* _Exercise details_:
Please put the data below into a two-column CSV headed "text" and "answer", with one row for each sentence block and all the coordinate lists that follow it. Wrap every field in quotes and replace any line breaks inside a field with spaces.

* _Provided records_:

--

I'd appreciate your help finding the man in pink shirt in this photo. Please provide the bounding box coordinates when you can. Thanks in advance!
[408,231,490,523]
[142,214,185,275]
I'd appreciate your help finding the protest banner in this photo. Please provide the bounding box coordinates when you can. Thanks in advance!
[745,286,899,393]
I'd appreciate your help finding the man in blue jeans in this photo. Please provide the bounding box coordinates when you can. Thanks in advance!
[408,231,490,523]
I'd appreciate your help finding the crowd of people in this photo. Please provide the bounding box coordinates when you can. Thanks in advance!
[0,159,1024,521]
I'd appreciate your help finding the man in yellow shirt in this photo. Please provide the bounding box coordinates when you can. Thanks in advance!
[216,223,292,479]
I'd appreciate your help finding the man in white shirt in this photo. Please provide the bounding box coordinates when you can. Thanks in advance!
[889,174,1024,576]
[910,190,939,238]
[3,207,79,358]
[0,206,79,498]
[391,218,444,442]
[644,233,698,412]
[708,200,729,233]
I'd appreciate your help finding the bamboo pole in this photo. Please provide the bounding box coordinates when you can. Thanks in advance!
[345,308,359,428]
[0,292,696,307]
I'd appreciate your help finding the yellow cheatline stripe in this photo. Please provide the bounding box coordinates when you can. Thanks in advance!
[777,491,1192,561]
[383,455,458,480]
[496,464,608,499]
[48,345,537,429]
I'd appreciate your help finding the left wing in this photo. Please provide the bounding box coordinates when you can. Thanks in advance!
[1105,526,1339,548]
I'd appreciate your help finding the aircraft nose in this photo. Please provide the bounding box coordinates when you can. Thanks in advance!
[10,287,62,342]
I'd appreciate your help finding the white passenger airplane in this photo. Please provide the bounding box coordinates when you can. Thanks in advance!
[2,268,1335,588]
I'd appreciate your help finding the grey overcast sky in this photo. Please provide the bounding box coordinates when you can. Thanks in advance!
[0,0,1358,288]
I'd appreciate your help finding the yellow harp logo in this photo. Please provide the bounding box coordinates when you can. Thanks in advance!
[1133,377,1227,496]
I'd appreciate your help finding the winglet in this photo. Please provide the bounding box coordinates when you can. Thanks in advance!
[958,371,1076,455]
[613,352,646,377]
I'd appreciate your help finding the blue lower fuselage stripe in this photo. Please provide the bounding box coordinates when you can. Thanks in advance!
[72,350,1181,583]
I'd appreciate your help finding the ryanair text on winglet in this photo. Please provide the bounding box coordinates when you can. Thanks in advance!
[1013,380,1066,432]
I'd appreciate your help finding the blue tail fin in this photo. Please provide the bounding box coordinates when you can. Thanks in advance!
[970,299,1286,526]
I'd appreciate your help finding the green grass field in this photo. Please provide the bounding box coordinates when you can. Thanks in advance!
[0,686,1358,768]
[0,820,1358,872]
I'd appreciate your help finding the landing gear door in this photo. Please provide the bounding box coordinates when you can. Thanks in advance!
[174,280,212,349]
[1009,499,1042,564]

--

* _Full output_:
text,answer
"I'd appreciate your help finding the man in pink shirt in this photo. Please provide the bounding box coordinates when you can. Thanks in advance!","[408,231,490,523] [142,214,185,275]"
"I'd appreciate your help finding the protest banner in this photo. Please provide the bounding box coordinates when you can. Thanks in advance!","[745,286,899,393]"
"I'd appreciate your help finding the man in blue jeans in this photo. Please provide the bounding box coordinates when you can. Thanks in advance!","[408,231,490,523]"
"I'd appreciate your help finding the crowd of people in this photo. Please provide the bounding box coordinates when you can. Thanks in advance!","[0,159,1024,521]"
"I'd appreciate your help finding the man in yellow shirt in this photo. Please provide the bounding box coordinates when you can. Thanks in advance!","[216,223,292,479]"
"I'd appreciate your help finding the man in white shirt in this photo. Please provide the bounding box coordinates when you can. Thanks in advance!","[889,174,1024,576] [910,190,939,238] [3,207,79,358] [0,206,79,498] [391,218,444,442] [644,233,698,412] [708,200,729,233]"
"I'd appreciate your help finding the bamboo pole in this photo. Please provide the bounding box coordinates when you can. Thanks in advance!","[345,308,359,428] [0,292,696,307]"
"I'd appreciate your help finding the yellow cheatline stripe in this photo. Please provide the bounding box coordinates when you can. Thanks in advance!","[777,491,1192,561] [383,455,458,480] [496,464,608,499] [48,345,537,429]"
"I'd appreciate your help finding the left wing in this photo. Please provide the bounding box coordinates when you can. Thanks in advance!","[1105,526,1339,548]"
"I'd appreciate your help finding the aircraft nose in this photo. Please provide the bounding box coordinates when you can. Thanks in advance!","[10,287,62,342]"
"I'd appreciate your help finding the white passenger airplane in this photo. Please provide the bounding box coordinates when you can. Thanks in advance!","[2,268,1335,588]"
"I'd appreciate your help finding the grey overcast sky in this photo. Please provide the bounding box coordinates when you can. Thanks in advance!","[0,0,1358,288]"
"I'd appreciate your help finding the yellow harp logo in this photo. Please provide the bounding box coordinates when you can. Thanks in advance!","[1133,377,1227,496]"
"I'd appreciate your help finding the winglet in this photo. Please provide the bounding box coordinates when you can. Thanks in advance!","[958,371,1076,455] [613,352,646,377]"
"I'd appreciate your help finding the blue lower fuselage stripe in this photo. Please provide the bounding box coordinates when you can. Thanks in advance!","[72,350,1181,583]"
"I'd appreciate your help finding the ryanair text on winglet in this photo. Please provide the bounding box coordinates when you can. Thanks in advance!","[1013,380,1066,432]"
"I'd appreciate your help finding the blue tail fin in this photo. Please provide the bounding box coordinates when you can. Thanks in advance!","[970,299,1286,526]"
"I'd appreciate your help finding the green grass field in this photo. Please provide the bounding box coordinates when you can. Thanks in advance!","[0,686,1358,768] [0,820,1358,872]"
"I'd appreciate your help finding the landing gear door in this photo. Please provide the bounding box coordinates when you can. Thanks in advance!","[174,280,212,349] [1009,499,1042,564]"